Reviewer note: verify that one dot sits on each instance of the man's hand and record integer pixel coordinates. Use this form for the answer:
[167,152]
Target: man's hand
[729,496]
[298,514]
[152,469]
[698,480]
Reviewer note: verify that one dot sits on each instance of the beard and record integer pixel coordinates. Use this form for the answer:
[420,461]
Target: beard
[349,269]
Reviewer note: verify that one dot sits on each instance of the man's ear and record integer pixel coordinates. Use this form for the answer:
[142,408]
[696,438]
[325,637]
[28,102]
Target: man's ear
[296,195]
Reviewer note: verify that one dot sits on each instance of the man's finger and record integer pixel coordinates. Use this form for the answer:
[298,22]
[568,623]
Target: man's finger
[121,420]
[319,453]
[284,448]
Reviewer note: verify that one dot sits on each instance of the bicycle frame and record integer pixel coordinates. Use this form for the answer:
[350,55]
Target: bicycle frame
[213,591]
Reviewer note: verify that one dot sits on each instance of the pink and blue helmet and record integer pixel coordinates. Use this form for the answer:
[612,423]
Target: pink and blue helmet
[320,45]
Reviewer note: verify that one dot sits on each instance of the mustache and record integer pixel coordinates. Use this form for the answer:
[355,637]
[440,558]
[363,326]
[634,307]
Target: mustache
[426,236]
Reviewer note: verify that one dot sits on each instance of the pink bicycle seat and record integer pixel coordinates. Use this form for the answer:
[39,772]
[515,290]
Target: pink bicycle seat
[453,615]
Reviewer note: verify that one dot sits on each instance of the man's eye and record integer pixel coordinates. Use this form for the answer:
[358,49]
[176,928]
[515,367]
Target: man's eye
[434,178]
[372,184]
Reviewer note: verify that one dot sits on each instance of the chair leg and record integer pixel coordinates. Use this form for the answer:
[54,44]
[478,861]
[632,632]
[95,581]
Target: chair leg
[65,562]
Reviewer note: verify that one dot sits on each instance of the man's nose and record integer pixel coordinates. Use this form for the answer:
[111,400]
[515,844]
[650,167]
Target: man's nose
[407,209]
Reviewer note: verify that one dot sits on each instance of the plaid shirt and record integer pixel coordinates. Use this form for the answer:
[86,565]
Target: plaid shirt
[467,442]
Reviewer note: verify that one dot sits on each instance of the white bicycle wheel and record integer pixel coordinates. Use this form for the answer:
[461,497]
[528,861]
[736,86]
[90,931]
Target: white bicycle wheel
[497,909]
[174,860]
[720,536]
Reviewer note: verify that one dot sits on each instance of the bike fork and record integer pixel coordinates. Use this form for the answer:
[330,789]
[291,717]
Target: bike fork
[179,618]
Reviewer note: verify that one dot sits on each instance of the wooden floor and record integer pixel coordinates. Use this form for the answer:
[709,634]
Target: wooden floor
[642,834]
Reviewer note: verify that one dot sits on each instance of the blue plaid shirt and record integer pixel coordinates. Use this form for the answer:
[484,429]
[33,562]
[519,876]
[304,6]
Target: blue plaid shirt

◇ ◇ ◇

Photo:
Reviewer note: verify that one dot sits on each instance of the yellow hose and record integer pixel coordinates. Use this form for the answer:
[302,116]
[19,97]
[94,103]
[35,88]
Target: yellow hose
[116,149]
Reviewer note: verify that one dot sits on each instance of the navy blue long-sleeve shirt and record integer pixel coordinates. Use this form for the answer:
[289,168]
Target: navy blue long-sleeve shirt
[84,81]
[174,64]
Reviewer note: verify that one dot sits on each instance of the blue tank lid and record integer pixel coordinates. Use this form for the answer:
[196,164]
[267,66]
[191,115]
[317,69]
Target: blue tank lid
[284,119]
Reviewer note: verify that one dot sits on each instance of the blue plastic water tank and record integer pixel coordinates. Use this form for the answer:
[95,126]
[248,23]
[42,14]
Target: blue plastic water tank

◇ ◇ ◇

What is being asked: Return only the lines between the one holding "the man's hand" and the one holding "of the beard", inclusive, exactly as they appear above.

Answer section:
Reviewer note: verify that one dot sits on each instance of the man's hand and record integer pixel coordinates. Use this form for the answer:
[167,152]
Target: man's hand
[729,496]
[298,514]
[152,469]
[698,480]
Reviewer note: verify that one dot sits on each instance of the beard and record integer pixel coordinates. Use this form for the answer:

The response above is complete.